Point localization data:
►

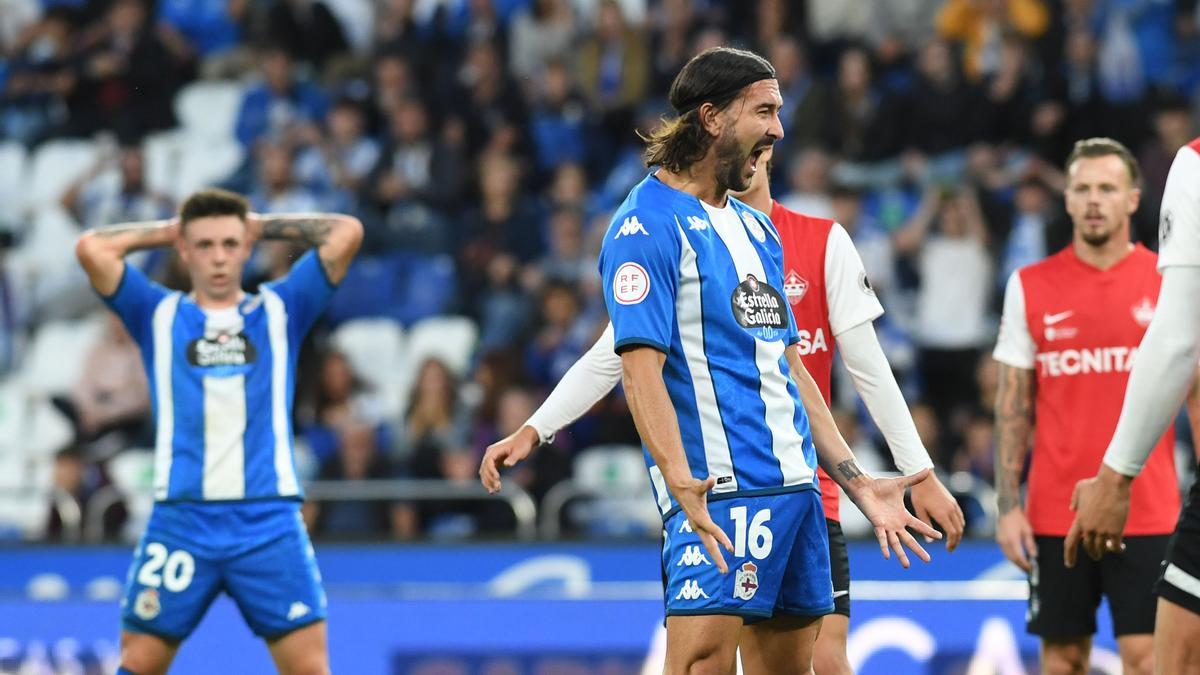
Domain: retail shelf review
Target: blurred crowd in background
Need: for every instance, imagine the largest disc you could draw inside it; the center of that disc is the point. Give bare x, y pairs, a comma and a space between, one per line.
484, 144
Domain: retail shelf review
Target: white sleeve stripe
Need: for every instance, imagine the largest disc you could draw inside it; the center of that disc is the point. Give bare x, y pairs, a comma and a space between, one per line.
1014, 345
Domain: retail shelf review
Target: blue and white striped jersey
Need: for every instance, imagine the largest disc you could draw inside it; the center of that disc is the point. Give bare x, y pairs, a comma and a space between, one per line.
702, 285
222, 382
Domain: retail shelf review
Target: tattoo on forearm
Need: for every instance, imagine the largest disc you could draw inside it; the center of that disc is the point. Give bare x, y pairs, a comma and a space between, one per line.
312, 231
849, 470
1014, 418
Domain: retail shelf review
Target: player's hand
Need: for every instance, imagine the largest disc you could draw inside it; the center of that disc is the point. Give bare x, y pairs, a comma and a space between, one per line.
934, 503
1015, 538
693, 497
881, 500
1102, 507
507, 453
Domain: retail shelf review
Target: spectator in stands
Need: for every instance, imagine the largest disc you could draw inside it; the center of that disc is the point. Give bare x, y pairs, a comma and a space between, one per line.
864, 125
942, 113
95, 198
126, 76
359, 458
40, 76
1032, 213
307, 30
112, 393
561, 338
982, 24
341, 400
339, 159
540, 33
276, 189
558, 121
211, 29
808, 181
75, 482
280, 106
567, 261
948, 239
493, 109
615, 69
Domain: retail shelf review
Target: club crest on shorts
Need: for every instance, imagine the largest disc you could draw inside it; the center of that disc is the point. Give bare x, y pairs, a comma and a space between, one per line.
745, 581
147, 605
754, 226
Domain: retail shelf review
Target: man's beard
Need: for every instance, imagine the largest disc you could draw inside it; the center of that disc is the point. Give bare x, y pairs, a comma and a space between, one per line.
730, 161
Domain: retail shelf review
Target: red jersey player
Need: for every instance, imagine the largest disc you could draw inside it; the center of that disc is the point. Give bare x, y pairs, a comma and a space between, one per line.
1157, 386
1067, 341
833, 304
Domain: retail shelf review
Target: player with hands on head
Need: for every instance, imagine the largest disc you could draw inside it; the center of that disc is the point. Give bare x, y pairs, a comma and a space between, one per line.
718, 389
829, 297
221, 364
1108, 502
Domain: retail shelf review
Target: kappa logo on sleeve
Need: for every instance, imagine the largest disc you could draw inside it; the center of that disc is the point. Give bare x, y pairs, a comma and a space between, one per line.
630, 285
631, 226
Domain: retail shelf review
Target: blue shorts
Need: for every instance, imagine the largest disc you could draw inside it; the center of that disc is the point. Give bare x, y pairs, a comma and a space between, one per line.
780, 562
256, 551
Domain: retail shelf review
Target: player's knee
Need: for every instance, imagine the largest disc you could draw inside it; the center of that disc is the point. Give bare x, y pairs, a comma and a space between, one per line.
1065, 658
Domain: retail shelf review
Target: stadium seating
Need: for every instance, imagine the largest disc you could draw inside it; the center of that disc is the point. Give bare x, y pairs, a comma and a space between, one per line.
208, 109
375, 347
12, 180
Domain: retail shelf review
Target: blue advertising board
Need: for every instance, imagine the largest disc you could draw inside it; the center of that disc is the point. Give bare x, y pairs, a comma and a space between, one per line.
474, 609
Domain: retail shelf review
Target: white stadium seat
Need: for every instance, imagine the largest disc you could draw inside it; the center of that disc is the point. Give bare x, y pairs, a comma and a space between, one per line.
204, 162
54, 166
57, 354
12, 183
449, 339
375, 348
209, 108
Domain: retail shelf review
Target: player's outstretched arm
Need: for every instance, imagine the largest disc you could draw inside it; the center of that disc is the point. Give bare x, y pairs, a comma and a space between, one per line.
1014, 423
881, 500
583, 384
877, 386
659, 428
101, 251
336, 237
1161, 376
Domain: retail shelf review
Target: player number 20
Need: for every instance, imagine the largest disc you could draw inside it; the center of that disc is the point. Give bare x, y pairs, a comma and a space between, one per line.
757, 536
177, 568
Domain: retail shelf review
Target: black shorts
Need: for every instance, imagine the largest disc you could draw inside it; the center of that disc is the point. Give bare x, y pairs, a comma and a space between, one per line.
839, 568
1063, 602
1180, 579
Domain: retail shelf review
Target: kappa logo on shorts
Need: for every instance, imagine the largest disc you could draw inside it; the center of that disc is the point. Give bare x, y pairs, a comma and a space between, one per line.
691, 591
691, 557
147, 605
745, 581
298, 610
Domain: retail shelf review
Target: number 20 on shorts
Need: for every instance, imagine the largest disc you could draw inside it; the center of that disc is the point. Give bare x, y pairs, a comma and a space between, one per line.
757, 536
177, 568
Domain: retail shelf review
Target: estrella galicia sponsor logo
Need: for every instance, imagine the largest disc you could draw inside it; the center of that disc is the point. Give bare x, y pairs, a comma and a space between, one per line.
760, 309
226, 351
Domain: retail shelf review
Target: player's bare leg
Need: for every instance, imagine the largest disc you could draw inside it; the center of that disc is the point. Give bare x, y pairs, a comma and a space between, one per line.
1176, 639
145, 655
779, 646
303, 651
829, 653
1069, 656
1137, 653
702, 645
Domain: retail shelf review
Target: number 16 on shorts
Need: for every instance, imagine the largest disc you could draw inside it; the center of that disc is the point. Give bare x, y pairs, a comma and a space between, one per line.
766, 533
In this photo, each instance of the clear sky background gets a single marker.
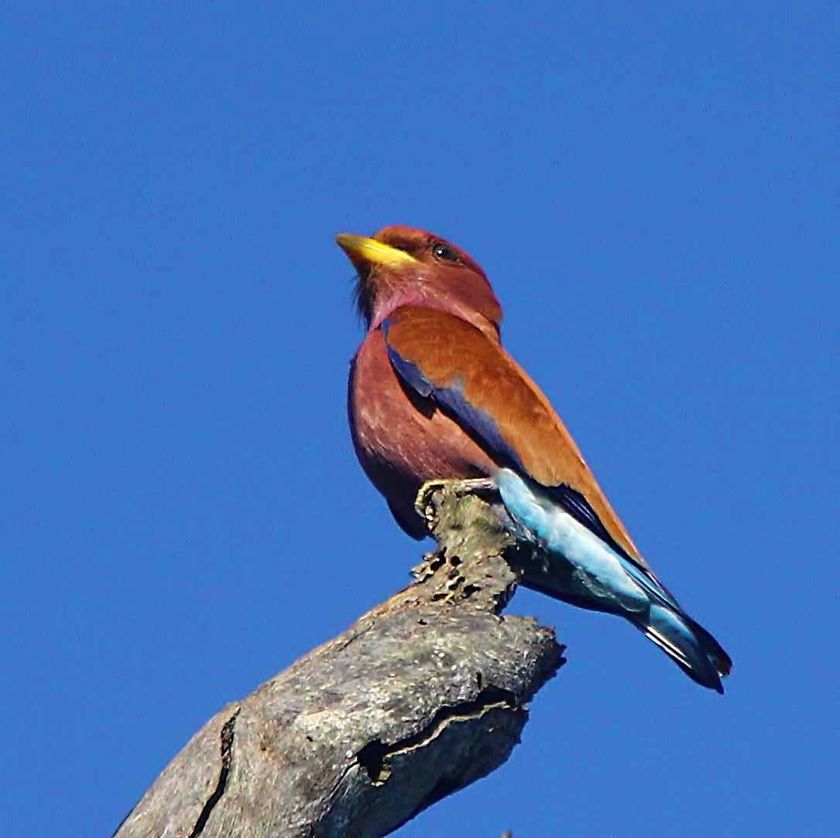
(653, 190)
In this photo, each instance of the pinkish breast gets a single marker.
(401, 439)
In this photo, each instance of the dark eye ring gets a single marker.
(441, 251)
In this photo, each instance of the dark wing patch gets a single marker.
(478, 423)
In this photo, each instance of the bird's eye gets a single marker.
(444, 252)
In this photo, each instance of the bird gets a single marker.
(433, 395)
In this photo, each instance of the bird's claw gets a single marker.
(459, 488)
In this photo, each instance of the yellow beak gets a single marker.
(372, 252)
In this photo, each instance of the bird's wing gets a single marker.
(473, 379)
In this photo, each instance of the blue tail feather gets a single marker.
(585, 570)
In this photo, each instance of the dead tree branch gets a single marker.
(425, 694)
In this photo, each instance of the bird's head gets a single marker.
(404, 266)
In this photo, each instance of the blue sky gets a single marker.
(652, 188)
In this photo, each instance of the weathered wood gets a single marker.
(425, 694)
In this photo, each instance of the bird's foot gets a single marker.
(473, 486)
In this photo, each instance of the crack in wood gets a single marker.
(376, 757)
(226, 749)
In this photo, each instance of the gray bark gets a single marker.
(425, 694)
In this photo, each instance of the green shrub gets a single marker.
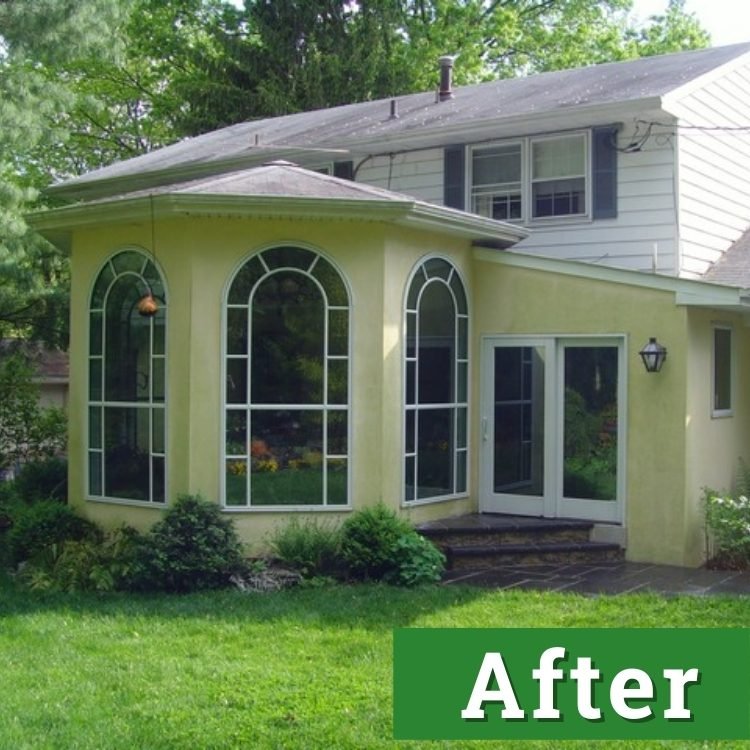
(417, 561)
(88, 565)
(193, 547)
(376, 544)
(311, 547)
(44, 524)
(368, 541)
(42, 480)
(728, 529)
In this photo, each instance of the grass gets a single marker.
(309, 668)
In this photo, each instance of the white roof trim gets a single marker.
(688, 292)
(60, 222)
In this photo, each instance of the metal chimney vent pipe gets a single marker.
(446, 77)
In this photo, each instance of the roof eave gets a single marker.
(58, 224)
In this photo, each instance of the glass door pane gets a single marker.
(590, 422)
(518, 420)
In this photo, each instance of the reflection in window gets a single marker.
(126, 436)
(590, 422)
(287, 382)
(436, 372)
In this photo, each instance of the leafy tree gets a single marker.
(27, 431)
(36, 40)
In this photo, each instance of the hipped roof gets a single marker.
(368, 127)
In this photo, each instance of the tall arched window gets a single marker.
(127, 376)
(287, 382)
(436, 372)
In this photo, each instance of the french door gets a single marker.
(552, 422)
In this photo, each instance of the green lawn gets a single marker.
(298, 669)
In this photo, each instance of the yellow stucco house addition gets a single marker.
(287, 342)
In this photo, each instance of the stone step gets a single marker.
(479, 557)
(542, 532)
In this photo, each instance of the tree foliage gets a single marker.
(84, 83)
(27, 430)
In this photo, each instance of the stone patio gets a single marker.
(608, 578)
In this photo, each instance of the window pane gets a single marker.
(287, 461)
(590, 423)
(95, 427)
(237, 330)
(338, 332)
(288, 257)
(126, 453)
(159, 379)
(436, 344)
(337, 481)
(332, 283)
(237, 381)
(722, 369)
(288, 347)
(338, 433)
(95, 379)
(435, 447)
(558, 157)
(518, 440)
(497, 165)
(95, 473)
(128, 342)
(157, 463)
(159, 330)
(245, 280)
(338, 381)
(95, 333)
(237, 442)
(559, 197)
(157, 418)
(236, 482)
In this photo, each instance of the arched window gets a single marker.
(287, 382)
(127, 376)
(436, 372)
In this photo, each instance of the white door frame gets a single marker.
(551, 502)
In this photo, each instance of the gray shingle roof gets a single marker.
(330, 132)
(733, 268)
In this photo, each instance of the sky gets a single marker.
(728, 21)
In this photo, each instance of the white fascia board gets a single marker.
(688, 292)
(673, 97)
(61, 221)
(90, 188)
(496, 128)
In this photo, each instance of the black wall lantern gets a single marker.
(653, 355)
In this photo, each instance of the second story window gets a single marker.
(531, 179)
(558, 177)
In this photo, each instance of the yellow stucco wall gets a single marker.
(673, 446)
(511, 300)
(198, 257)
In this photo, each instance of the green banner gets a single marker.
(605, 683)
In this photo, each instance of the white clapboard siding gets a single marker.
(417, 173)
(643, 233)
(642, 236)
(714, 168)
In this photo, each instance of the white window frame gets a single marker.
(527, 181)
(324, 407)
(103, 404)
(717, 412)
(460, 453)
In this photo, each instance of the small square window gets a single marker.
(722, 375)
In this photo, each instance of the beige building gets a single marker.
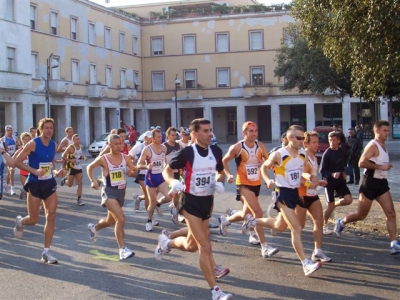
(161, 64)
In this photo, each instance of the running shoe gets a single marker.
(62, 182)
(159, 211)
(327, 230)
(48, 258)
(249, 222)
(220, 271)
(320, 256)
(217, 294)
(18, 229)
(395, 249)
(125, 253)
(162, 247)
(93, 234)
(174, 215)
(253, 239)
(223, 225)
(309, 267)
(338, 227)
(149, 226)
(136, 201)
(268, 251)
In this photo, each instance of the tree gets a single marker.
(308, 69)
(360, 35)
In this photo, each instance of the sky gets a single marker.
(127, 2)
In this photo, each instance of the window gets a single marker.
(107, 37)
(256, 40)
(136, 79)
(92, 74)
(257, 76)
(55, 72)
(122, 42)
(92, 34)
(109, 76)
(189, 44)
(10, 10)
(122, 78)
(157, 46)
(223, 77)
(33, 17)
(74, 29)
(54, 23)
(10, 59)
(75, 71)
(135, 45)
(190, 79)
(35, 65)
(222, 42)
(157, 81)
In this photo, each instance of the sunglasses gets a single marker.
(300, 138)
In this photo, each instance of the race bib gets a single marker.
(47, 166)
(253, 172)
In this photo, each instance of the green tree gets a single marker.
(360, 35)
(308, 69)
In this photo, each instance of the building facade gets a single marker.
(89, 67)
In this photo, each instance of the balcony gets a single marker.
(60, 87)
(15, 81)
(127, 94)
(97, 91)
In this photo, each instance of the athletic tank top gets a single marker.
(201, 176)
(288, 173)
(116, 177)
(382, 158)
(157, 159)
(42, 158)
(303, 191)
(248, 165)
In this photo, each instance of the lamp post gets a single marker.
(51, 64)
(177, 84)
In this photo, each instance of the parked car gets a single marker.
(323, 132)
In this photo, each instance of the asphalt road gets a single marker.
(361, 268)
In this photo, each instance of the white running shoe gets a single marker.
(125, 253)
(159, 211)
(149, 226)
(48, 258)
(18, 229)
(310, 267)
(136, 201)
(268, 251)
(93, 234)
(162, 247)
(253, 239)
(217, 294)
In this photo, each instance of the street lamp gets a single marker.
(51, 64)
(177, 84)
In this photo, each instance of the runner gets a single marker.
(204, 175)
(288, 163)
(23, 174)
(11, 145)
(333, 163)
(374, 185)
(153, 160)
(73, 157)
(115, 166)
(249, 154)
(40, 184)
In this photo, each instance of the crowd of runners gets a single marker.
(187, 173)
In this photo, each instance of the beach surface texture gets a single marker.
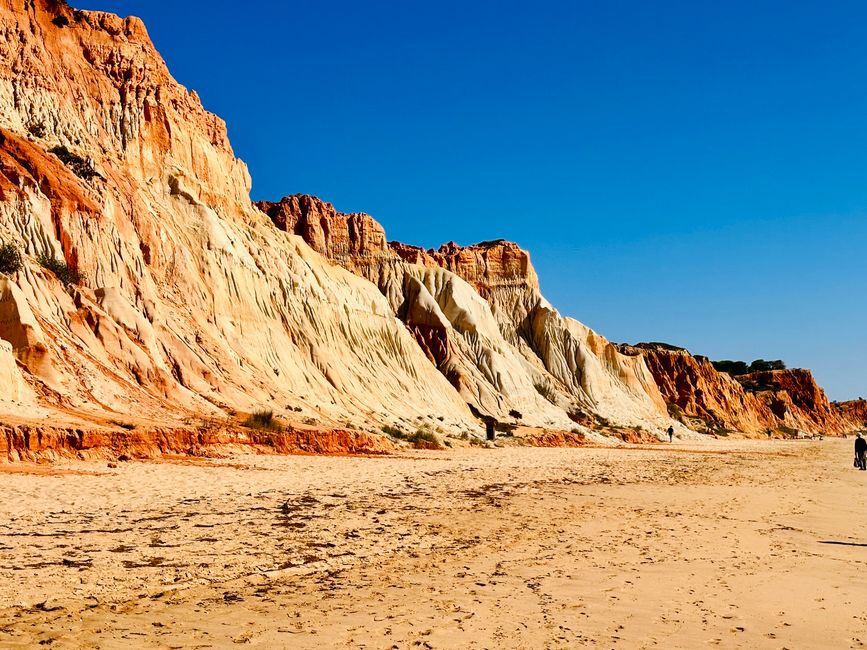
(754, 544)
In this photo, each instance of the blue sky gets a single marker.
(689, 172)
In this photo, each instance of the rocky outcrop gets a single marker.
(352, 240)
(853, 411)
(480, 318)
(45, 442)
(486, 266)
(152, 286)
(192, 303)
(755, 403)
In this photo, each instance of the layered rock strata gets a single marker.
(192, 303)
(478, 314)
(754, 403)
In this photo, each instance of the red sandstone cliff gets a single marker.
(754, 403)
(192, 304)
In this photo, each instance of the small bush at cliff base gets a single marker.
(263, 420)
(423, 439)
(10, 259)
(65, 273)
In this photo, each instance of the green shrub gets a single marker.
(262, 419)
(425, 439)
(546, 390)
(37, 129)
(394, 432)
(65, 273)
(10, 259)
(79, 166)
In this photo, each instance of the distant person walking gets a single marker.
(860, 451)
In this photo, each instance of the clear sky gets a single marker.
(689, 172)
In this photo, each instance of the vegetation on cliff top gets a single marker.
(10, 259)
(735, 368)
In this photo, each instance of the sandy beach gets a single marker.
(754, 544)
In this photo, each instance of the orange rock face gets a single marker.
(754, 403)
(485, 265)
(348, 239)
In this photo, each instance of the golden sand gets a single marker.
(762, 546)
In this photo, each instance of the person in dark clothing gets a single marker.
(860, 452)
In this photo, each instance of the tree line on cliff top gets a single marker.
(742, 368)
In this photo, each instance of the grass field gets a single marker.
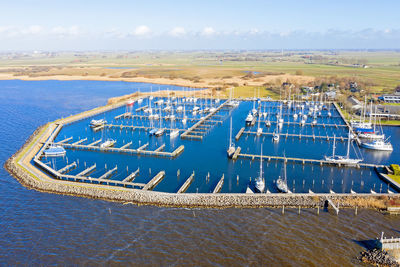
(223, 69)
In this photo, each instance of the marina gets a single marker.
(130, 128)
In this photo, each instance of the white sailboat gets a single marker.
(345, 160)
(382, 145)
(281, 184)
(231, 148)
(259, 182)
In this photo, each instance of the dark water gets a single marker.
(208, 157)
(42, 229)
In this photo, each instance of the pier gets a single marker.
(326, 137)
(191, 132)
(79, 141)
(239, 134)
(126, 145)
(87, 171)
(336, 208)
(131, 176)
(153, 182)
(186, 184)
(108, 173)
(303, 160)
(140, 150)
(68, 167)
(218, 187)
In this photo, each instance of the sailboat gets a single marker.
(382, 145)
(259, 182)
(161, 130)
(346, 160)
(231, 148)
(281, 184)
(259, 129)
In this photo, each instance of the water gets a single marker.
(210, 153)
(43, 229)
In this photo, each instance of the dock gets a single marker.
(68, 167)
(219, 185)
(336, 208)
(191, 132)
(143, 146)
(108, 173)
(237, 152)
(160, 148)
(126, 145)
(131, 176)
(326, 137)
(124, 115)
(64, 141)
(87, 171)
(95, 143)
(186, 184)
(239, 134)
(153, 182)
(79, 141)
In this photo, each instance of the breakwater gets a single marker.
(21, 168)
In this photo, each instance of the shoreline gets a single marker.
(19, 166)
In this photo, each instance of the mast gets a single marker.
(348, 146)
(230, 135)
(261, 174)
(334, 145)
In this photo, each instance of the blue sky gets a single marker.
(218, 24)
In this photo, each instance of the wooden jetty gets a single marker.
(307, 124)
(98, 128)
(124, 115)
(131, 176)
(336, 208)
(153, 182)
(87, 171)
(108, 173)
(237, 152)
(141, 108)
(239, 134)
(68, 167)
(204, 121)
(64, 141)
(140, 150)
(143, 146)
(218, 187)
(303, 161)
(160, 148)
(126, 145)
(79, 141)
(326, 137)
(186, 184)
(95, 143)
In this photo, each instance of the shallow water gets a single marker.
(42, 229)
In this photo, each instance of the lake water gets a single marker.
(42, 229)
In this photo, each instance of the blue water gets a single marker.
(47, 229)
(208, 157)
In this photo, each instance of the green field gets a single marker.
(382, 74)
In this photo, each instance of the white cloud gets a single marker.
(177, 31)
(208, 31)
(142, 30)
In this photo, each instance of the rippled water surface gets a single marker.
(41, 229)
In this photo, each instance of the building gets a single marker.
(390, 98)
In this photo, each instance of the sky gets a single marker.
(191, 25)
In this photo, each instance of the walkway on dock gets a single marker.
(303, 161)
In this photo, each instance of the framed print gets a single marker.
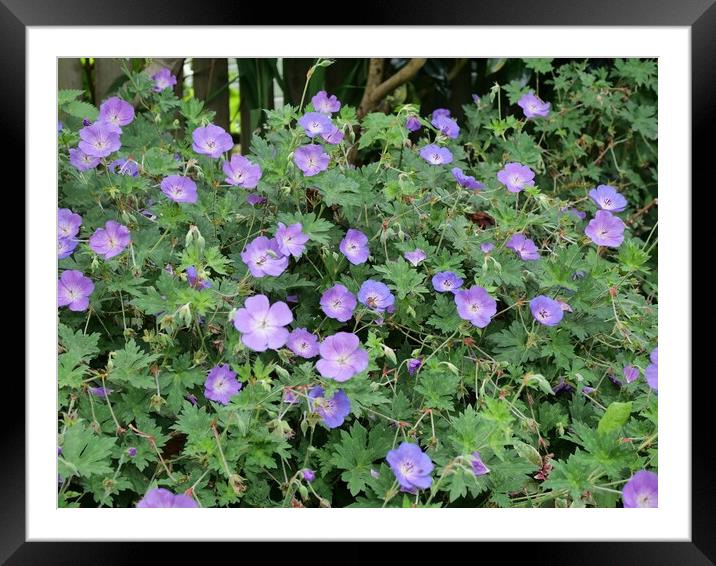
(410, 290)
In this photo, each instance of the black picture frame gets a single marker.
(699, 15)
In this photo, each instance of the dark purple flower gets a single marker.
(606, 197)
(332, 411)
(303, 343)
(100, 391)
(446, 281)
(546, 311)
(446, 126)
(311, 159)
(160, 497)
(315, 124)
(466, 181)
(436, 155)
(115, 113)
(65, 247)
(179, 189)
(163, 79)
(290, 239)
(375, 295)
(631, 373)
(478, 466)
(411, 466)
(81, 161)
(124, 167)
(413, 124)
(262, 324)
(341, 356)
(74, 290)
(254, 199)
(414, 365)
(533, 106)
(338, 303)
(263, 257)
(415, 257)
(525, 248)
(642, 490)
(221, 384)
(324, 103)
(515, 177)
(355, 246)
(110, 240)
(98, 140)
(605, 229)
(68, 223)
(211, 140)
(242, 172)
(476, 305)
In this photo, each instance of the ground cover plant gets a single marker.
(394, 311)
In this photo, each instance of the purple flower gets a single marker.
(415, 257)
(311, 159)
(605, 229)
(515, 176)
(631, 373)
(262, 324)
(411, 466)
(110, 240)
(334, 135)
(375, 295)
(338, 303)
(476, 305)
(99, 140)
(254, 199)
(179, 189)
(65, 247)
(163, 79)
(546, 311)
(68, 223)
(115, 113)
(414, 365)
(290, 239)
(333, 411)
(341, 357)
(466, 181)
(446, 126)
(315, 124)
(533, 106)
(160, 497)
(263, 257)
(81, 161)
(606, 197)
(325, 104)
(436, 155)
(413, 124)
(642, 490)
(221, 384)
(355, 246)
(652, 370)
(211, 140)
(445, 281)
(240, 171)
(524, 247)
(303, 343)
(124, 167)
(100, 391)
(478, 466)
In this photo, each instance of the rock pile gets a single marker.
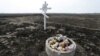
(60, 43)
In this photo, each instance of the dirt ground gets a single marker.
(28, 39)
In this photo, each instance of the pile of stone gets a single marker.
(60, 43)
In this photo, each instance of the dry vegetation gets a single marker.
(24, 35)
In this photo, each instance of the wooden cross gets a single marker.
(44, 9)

◄

Problem statement: Up to and including the line that holds "Target: spectator in stands", restate word for word each line of the records from their start, and only those lines, leaving out the pictures.

Exercise output:
Domain: retail shelf review
Target: blurred crowd in background
Need: for every instance, imagine the largest disc you could draw inside it; the center of that disc is the point. Give bare x, y pairs, a comma and a space between, one per line.
484, 144
Domain: retail shelf review
Target: white sleeve stripe
Need: for every instance, imagine the largest disc you could draw inside it; the center of that disc is the point. Give bare x, y pairs, a comma and a space between, one per line.
1014, 345
Domain: retail shelf review
Target: blue and white striped jersey
Need: for every instance, imagine the largest disc you could draw inside it; the center of that disc is the point. Give bare x, y pairs, a comma and a space between, one per line.
702, 285
222, 382
Domain: retail shelf review
Target: tattoo on forearm
Need: for every instance, imagine the largest disc you could draw inside it; the center of that disc is the point. Give bare x, y pairs, a comma and a space between, one per line.
312, 231
849, 470
1014, 418
Domain: retail shelf review
Target: player's hand
Need: for every instance, imagine the largest disc you could draw inside it; the center of that disc is the point. Give bare x, y pairs, a comma and a space between, one per line.
934, 503
1015, 538
693, 497
881, 500
1102, 507
507, 453
Domain: retail shelf review
Target: spectator in stands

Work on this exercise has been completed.